### SELECTED TEXT
* * *
October 21, 2016 Leave a comment

Luke 18:1-8

Note:  what follows is an adaptation of an outline written in Concordia Pulpit Resources this quarter by my friend and colleague, Dr. Korey Maas, who’s now a history professor at Hillsdale College. 

There is very little that’s surprising to us in this parable from Jesus today.  Like a fable from Aesop, the moral of the story is clearly and simply stated by the one who tells the parable, lest one risk misinterpreting here.  Unlike Aesop, Luke’s explanation comes not at the end but is presented up front, right at the beginning:  the Christian “ought always to pray and not lose heart.”  Again, this is not a surprise to us.  We’re familiar with other Scriptures encouraging us to “pray without ceasing” (1 Thess 5:17) But the context of this this parable and the persistent temptation it speaks to, serve to emphasize our need of continually hearing both the Law and the Gospel reiterated for us today.  We can be assured that rather than lose heart, we can pray with confidence for God’s justice.
* * *
### LISTED ENTRIES
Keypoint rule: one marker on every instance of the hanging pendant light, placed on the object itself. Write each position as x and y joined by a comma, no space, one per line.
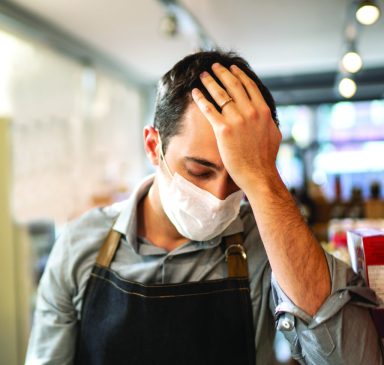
368,12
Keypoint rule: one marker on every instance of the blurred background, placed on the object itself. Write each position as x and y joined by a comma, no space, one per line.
77,85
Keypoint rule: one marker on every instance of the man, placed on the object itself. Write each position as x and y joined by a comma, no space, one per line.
187,276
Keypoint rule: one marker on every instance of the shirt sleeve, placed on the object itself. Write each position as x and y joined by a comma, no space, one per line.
53,335
341,332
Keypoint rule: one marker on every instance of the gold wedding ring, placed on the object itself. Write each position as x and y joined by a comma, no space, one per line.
225,103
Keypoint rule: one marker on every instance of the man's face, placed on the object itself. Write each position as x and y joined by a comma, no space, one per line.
194,154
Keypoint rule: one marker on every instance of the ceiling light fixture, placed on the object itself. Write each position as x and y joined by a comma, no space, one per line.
367,12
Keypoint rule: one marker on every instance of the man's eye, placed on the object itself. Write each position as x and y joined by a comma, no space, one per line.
201,175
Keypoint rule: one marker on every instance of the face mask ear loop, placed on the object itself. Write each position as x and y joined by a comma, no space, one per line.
163,158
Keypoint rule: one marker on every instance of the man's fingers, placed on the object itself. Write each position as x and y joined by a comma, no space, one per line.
207,108
232,84
218,94
249,85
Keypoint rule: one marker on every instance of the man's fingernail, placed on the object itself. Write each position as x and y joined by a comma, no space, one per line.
195,92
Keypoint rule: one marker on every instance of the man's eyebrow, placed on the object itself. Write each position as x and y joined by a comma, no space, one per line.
203,162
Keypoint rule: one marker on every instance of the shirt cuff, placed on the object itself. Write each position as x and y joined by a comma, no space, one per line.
346,286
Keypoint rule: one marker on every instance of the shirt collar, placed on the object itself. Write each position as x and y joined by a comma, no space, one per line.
126,223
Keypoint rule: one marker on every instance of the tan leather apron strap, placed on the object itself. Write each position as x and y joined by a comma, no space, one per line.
235,256
108,249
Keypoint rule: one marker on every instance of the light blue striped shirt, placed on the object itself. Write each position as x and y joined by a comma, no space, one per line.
340,333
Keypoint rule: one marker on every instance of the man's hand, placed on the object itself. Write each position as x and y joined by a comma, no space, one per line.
248,141
247,136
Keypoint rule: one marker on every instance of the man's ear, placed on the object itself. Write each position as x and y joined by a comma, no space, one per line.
151,144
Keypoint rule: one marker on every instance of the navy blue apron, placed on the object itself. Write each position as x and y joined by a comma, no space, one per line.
205,322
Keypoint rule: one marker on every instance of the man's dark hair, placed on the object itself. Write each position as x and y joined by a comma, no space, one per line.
174,89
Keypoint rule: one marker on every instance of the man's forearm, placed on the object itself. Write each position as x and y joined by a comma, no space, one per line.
296,258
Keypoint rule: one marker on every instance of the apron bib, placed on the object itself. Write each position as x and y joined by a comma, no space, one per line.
205,322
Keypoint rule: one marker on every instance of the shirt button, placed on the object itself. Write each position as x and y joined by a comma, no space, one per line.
286,324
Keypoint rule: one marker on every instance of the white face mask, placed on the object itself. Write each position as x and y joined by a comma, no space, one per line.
196,213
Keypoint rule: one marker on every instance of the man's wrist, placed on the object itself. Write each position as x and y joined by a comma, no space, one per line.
262,182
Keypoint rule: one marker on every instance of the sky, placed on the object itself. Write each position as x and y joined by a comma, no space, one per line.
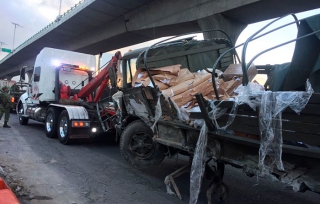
33,15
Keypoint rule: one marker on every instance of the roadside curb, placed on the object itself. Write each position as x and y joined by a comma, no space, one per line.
6,195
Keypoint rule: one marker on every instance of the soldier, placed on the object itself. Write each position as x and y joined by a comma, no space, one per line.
5,105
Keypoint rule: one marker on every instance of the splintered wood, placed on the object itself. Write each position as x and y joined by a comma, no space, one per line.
181,85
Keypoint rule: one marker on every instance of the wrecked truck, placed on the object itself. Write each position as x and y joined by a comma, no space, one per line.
196,98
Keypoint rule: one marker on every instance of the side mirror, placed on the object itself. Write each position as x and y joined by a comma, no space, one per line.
112,76
23,74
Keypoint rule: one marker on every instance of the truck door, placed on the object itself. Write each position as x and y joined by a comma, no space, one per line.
34,89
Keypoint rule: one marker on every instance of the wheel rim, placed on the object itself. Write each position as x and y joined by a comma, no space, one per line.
63,127
49,122
20,113
141,145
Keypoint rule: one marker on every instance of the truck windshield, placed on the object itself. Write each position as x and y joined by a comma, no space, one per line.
131,69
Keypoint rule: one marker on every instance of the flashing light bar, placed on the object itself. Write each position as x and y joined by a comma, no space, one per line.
80,124
67,67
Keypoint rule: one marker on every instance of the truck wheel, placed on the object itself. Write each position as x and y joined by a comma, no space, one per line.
138,147
22,120
64,128
51,122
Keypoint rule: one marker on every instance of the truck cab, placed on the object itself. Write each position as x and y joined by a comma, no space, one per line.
51,96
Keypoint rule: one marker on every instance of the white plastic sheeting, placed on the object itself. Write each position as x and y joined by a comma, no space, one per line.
270,122
117,97
271,105
158,113
198,164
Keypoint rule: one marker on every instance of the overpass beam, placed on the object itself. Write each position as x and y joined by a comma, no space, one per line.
232,27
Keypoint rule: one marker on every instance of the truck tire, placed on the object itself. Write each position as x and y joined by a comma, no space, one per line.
51,122
63,128
22,120
138,147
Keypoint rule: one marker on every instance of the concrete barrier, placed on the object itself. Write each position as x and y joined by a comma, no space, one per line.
6,195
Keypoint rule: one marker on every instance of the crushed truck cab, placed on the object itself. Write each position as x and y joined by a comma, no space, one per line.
196,98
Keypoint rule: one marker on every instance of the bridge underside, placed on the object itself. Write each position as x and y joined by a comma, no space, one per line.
103,25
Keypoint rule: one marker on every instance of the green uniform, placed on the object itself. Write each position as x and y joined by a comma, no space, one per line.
5,105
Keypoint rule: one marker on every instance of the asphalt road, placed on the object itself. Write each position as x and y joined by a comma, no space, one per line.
93,171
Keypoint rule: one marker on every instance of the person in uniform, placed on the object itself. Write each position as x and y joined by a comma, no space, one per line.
5,105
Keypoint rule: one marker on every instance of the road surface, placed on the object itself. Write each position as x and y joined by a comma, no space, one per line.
93,171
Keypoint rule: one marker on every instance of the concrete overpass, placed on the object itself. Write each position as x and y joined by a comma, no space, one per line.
95,26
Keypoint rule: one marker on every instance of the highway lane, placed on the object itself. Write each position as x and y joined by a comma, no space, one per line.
93,171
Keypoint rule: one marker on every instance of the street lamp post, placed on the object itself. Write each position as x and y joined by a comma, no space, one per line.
1,43
14,32
60,8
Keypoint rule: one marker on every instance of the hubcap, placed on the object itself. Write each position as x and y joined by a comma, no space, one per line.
49,122
141,145
63,127
20,113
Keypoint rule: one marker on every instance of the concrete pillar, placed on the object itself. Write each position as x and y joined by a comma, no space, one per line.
232,27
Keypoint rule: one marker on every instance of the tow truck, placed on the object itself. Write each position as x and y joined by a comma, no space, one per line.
65,94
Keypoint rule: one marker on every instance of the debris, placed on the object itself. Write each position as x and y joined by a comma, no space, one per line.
18,188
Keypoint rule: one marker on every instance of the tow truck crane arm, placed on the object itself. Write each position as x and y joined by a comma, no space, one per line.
102,80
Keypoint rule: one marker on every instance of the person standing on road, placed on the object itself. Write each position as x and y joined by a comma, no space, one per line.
5,105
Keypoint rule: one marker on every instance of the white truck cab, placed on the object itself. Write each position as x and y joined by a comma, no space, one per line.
54,68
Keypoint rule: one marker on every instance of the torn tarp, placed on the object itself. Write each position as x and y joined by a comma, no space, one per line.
271,105
270,122
198,165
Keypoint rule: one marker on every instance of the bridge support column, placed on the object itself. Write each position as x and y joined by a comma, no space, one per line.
232,27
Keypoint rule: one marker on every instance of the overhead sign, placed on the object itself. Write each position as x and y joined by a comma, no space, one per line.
6,50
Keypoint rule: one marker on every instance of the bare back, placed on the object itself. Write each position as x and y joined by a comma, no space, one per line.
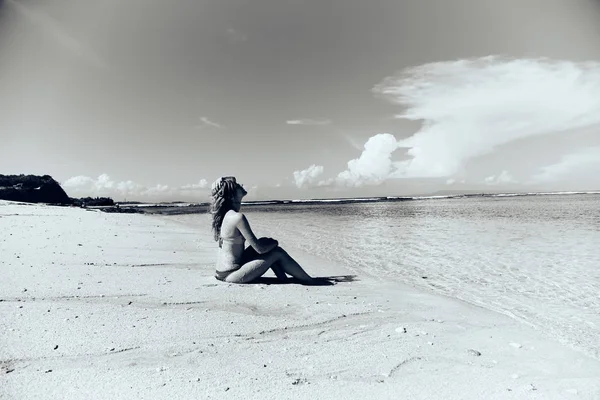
232,243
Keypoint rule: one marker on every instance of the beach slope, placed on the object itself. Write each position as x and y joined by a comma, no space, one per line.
114,306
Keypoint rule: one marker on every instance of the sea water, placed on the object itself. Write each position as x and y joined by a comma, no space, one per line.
534,258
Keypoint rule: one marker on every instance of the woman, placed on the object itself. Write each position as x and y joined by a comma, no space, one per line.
237,264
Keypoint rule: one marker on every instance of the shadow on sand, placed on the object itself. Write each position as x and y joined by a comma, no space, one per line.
318,281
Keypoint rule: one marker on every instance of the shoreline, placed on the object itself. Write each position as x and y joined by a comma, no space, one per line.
182,208
131,306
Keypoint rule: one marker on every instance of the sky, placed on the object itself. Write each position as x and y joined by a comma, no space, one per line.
151,100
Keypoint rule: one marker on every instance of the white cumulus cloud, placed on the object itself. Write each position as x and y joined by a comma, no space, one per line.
308,122
503,178
309,176
583,165
470,107
374,164
205,122
105,186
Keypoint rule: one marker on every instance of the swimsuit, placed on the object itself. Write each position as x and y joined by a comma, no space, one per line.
238,239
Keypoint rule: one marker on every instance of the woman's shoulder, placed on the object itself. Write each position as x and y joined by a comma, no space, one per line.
234,215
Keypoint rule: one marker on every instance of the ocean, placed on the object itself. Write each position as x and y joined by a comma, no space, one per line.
534,258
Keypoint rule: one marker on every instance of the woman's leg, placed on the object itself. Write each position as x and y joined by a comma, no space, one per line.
261,263
279,272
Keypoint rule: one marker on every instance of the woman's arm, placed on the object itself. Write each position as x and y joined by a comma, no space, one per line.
262,245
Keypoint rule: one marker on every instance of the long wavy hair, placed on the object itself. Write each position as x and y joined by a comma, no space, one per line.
223,192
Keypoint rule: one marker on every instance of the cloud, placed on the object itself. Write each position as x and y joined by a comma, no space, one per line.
470,107
53,29
308,122
236,36
309,176
83,186
202,184
374,164
573,167
503,178
205,122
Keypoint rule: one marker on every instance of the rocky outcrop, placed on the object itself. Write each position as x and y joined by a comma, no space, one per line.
32,189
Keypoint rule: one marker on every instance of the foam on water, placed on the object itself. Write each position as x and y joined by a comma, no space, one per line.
536,258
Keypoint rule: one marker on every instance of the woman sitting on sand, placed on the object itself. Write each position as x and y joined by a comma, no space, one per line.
237,264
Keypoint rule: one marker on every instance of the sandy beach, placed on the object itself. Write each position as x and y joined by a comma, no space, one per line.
125,306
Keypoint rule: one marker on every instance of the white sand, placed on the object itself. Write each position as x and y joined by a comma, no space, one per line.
109,306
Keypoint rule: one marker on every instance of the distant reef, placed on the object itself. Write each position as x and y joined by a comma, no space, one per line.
43,189
32,189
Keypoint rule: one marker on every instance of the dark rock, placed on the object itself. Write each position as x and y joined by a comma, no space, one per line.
32,189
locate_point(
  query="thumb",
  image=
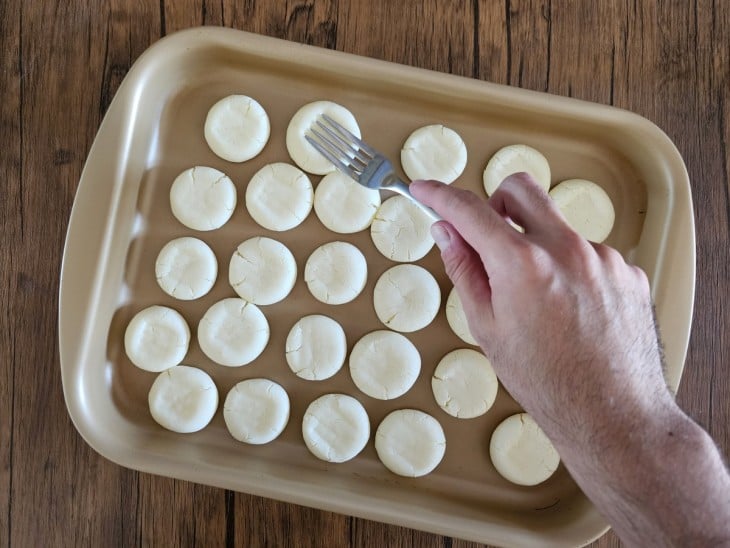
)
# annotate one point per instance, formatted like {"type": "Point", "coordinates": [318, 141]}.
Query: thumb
{"type": "Point", "coordinates": [466, 270]}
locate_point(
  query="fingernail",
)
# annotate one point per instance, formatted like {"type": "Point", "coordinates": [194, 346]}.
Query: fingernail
{"type": "Point", "coordinates": [441, 236]}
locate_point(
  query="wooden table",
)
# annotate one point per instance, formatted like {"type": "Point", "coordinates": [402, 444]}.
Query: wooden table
{"type": "Point", "coordinates": [62, 62]}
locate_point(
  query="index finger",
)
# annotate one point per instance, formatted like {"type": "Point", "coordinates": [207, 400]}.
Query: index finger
{"type": "Point", "coordinates": [477, 222]}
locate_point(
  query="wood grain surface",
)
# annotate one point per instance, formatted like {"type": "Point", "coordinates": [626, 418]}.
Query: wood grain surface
{"type": "Point", "coordinates": [62, 62]}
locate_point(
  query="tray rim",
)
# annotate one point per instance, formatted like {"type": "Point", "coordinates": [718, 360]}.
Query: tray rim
{"type": "Point", "coordinates": [189, 39]}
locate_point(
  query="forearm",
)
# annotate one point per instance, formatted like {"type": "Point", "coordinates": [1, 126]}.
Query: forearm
{"type": "Point", "coordinates": [659, 481]}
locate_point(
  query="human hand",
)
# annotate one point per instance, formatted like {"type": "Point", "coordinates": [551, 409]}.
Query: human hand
{"type": "Point", "coordinates": [567, 324]}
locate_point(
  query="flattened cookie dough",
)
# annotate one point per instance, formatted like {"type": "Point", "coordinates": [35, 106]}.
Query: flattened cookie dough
{"type": "Point", "coordinates": [384, 365]}
{"type": "Point", "coordinates": [335, 427]}
{"type": "Point", "coordinates": [336, 272]}
{"type": "Point", "coordinates": [464, 384]}
{"type": "Point", "coordinates": [515, 159]}
{"type": "Point", "coordinates": [457, 318]}
{"type": "Point", "coordinates": [434, 152]}
{"type": "Point", "coordinates": [343, 205]}
{"type": "Point", "coordinates": [316, 347]}
{"type": "Point", "coordinates": [406, 298]}
{"type": "Point", "coordinates": [521, 452]}
{"type": "Point", "coordinates": [401, 231]}
{"type": "Point", "coordinates": [233, 332]}
{"type": "Point", "coordinates": [202, 198]}
{"type": "Point", "coordinates": [279, 196]}
{"type": "Point", "coordinates": [157, 338]}
{"type": "Point", "coordinates": [183, 399]}
{"type": "Point", "coordinates": [186, 268]}
{"type": "Point", "coordinates": [410, 443]}
{"type": "Point", "coordinates": [256, 411]}
{"type": "Point", "coordinates": [587, 208]}
{"type": "Point", "coordinates": [304, 154]}
{"type": "Point", "coordinates": [237, 128]}
{"type": "Point", "coordinates": [262, 271]}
* * *
### SHORT PROBLEM
List each person mentioned by name in the sermon text on Luke 18, excluding God.

### RESPONSE
Korey Maas, Jesus, Aesop, Luke